● **Records**
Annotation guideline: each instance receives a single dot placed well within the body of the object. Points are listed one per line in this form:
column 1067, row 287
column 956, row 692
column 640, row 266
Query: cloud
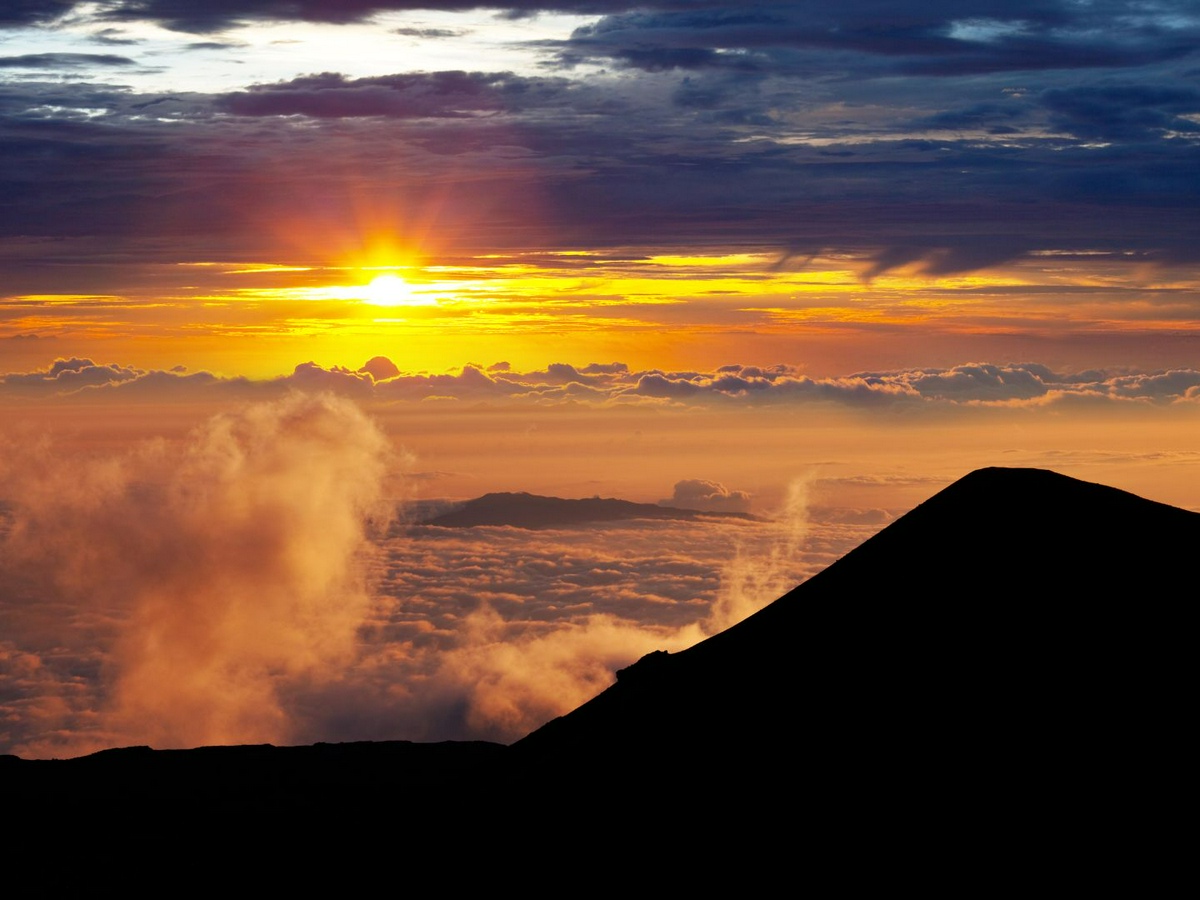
column 221, row 570
column 64, row 60
column 707, row 496
column 976, row 385
column 334, row 96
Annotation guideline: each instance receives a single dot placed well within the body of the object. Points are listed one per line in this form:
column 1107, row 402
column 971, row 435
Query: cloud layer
column 965, row 387
column 241, row 586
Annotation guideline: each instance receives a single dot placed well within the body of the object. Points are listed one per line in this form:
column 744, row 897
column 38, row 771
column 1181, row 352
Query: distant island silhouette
column 1018, row 639
column 528, row 510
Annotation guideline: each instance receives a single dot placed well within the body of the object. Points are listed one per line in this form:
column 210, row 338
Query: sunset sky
column 270, row 267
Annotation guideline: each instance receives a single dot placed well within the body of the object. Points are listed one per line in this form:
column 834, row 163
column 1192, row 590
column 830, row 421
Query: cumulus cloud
column 221, row 570
column 707, row 496
column 969, row 385
column 241, row 606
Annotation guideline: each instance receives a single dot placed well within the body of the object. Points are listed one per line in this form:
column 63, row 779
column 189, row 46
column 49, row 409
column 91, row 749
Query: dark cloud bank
column 952, row 136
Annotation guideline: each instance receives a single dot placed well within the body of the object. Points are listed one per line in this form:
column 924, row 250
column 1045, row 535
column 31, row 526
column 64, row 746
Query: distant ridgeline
column 1007, row 667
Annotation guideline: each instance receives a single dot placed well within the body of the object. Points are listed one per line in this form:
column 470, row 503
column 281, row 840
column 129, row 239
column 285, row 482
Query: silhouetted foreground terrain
column 1021, row 641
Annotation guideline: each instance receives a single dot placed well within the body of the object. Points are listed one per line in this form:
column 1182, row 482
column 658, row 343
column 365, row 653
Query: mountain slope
column 1019, row 623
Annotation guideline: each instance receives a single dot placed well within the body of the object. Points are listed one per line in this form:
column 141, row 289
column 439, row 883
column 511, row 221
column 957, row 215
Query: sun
column 390, row 289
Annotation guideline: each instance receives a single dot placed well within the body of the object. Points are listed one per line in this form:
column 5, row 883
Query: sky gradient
column 567, row 247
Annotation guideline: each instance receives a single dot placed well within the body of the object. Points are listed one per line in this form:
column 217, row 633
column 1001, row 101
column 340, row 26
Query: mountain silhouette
column 1020, row 640
column 1020, row 635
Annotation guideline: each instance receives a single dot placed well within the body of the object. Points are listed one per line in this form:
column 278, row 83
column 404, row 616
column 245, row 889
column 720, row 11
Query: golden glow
column 390, row 289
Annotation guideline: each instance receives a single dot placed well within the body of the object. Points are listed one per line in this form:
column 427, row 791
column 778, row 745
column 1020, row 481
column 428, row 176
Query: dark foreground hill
column 1018, row 646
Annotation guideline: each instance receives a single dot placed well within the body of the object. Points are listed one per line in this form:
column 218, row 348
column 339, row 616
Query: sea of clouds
column 258, row 582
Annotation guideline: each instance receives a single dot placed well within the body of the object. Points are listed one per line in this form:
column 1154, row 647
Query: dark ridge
column 1019, row 623
column 527, row 510
column 1011, row 658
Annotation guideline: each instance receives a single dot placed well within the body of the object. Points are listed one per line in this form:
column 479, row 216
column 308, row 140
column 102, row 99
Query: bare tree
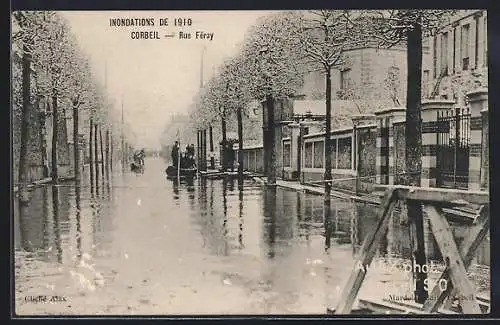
column 388, row 28
column 325, row 37
column 274, row 61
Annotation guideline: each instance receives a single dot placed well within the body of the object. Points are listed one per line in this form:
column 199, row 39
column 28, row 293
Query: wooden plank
column 468, row 248
column 368, row 250
column 417, row 306
column 458, row 274
column 444, row 195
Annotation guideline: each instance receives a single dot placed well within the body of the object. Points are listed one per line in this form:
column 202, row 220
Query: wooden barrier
column 457, row 260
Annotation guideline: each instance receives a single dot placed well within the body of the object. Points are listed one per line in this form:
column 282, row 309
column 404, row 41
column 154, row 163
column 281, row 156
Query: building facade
column 371, row 74
column 459, row 56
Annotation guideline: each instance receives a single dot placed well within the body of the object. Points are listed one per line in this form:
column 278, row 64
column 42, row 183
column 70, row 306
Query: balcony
column 465, row 64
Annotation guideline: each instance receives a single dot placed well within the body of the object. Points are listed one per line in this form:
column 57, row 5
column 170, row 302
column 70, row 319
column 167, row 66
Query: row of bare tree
column 55, row 70
column 281, row 48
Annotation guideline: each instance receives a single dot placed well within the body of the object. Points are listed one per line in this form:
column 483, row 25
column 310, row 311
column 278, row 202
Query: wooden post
column 111, row 151
column 367, row 253
column 107, row 153
column 204, row 157
column 240, row 148
column 467, row 250
column 270, row 168
column 102, row 151
column 91, row 161
column 454, row 262
column 55, row 132
column 25, row 124
column 76, row 142
column 212, row 158
column 96, row 153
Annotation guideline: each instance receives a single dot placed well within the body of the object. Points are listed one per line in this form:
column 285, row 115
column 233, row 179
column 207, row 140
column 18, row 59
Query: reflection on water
column 281, row 249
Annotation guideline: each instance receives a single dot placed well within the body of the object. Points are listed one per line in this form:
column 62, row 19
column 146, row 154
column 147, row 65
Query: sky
column 156, row 78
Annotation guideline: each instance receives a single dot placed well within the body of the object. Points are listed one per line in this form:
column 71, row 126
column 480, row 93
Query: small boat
column 137, row 168
column 171, row 172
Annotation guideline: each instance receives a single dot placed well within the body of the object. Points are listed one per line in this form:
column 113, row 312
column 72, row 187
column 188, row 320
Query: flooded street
column 140, row 244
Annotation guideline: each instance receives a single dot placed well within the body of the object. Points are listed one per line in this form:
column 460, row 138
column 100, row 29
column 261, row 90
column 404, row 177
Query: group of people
column 185, row 159
column 139, row 157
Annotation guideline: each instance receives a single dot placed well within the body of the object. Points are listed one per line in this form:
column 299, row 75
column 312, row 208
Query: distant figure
column 190, row 156
column 139, row 157
column 175, row 153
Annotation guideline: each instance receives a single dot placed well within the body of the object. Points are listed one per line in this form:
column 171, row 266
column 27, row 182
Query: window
column 454, row 48
column 318, row 154
column 425, row 85
column 485, row 41
column 344, row 79
column 286, row 155
column 476, row 44
column 344, row 153
column 308, row 155
column 464, row 44
column 333, row 143
column 444, row 53
column 434, row 57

● **Given problem**
Copy all the rows above without any changes, line for line, and leave the pictures out.

● **Solved exercise**
Annotation guideline: each instance receives a single dot placed well within the body of the object. Points are listed one per line in this form:
column 1067, row 287
column 956, row 692
column 640, row 266
Query: cloud
column 221, row 570
column 64, row 60
column 707, row 496
column 976, row 385
column 334, row 96
Annotation guideline: each instance receives a single dot placed well within the body of the object. Points are listed one per line in this form:
column 1107, row 402
column 971, row 435
Query: cloud layer
column 965, row 387
column 241, row 586
Annotation guideline: each instance receives a single dot placed well within the body of the object. Points are listed one per line in this form:
column 744, row 897
column 38, row 771
column 1181, row 352
Query: distant island silhouette
column 1018, row 639
column 528, row 510
Annotation guideline: each instance receives a single dot placed well within the body of the object. Points are listed one per line in this form:
column 210, row 338
Query: sunset sky
column 270, row 267
Annotation guideline: each instance receives a single dot placed well within the body of the object. Points are listed one per line in this form:
column 834, row 163
column 1192, row 590
column 830, row 421
Query: cumulus cloud
column 221, row 570
column 707, row 496
column 969, row 385
column 241, row 606
Annotation guideline: each instance receives a single dot placed well within the body of the object. Points are listed one per line in this form:
column 63, row 779
column 189, row 46
column 49, row 409
column 91, row 749
Query: dark cloud bank
column 952, row 136
Annotation guideline: each instance receives a single dot placed well within the body of the object. Points are listed one per line in this form:
column 924, row 250
column 1045, row 535
column 31, row 526
column 64, row 746
Query: distant ridgeline
column 1007, row 667
Annotation guideline: each instance receives a single dot placed well within the body of the object. Points are listed one per line in this form:
column 470, row 503
column 281, row 840
column 129, row 239
column 285, row 482
Query: silhouetted foreground terrain
column 1021, row 641
Annotation guideline: each instance receives a single dot placed well within the body of the object. Points are listed one per line in this form:
column 1182, row 482
column 658, row 343
column 365, row 653
Query: mountain slope
column 1019, row 623
Annotation guideline: each instance receives a single dot placed well within the body of the object. Points are listed one per line in this form:
column 141, row 289
column 439, row 883
column 511, row 221
column 957, row 215
Query: sun
column 390, row 289
Annotation guideline: each instance receives a single dot placed well within the body of the object. Points are listed one per line in this form:
column 5, row 883
Query: sky gradient
column 567, row 247
Annotation guideline: each instance receives a single dot placed well within the body of the object. Points are listed one per line in this form:
column 217, row 633
column 1001, row 101
column 340, row 26
Query: mountain silhouette
column 1020, row 640
column 1020, row 635
Annotation guideline: each instance receives a single dot placed well within the body of the object. Points are listed one per line in this form:
column 278, row 83
column 404, row 616
column 245, row 889
column 720, row 11
Query: golden glow
column 390, row 289
Annotation guideline: each instance receives a single dot placed well within the body of the object. Points are listed one per line in this form:
column 427, row 791
column 778, row 745
column 1020, row 481
column 428, row 176
Query: dark foreground hill
column 1018, row 646
Annotation guideline: each instance receives a single dot placed well within the body of the object. Points are listed one per line in this form:
column 218, row 348
column 339, row 616
Query: sea of clouds
column 258, row 582
Annotation guideline: each instance receives a single dot placed well within the body of the object. Points are listed one per line in this form:
column 1154, row 647
Query: dark ridge
column 1019, row 623
column 527, row 510
column 1011, row 658
Annotation guideline: each instance receives a single dot placed well within the body of the object. Points are listed one per line in this form:
column 479, row 216
column 308, row 140
column 102, row 99
Query: bare tree
column 388, row 28
column 325, row 37
column 274, row 61
Annotation guideline: each instance receives a single dot placed well within the body of the object. Points are listed one per line in this form:
column 199, row 39
column 28, row 293
Query: wooden plank
column 468, row 248
column 368, row 250
column 417, row 306
column 458, row 274
column 444, row 195
Annotation guideline: each instance receives a single dot placed well within the body of the object. Points are listed one per line in this form:
column 202, row 220
Query: wooden barrier
column 457, row 260
Annotation guideline: each instance receives a single dot placed well within the body of the object. Points are listed one per line in this form:
column 282, row 309
column 404, row 41
column 154, row 163
column 281, row 156
Query: building facade
column 371, row 74
column 459, row 56
Annotation guideline: each instance receives a single dot placed well within the body of the object. Points are listed one per line in this form:
column 278, row 64
column 42, row 183
column 70, row 306
Query: balcony
column 465, row 64
Annotation guideline: each instance receives a single dot placed well within the body of the object. Points are listed one per line in this form:
column 57, row 5
column 170, row 302
column 70, row 319
column 167, row 66
Query: row of bare tree
column 55, row 70
column 281, row 48
Annotation guideline: each instance receives a single dot placed well within the body of the object. Points are listed one per line in this form:
column 483, row 25
column 310, row 311
column 278, row 202
Query: wooden post
column 111, row 151
column 367, row 253
column 107, row 153
column 204, row 157
column 240, row 148
column 467, row 250
column 270, row 168
column 102, row 151
column 91, row 161
column 454, row 262
column 55, row 132
column 25, row 124
column 76, row 142
column 212, row 158
column 96, row 153
Annotation guideline: each instance receives a single dot placed well within the body of the object. Points are listed one per line in this form:
column 285, row 115
column 233, row 179
column 207, row 140
column 18, row 59
Query: reflection on water
column 281, row 249
Annotation guideline: each instance receives a single dot placed well within the body of the object. Points are listed one per line in this form:
column 62, row 19
column 146, row 154
column 147, row 65
Query: sky
column 156, row 78
Annotation guideline: each instance receives a single dot placed well within the body of the object. Points are listed one per line in this form:
column 71, row 126
column 480, row 93
Query: small boat
column 137, row 168
column 171, row 172
Annotation guideline: each instance receives a single dot placed well within the body of the object. Points are listed one per line in this form:
column 113, row 312
column 72, row 187
column 188, row 320
Query: flooded street
column 140, row 244
Annotation guideline: each instance receives a single dot placed well within the body of the object. Points are listed one per line in this form:
column 460, row 138
column 100, row 29
column 261, row 90
column 404, row 177
Query: group of people
column 185, row 159
column 139, row 157
Annotation guideline: each instance receives a single dot placed well within the body of the object. Points are listed one per line in this form:
column 299, row 75
column 312, row 208
Query: distant figure
column 190, row 156
column 139, row 157
column 175, row 153
Annotation guideline: each instance receives a single dot placed well within the body of the object. Points are listed one per line in this form:
column 171, row 266
column 27, row 182
Query: window
column 454, row 48
column 318, row 154
column 425, row 85
column 485, row 41
column 344, row 79
column 286, row 155
column 476, row 44
column 344, row 153
column 308, row 155
column 464, row 44
column 333, row 143
column 444, row 53
column 434, row 57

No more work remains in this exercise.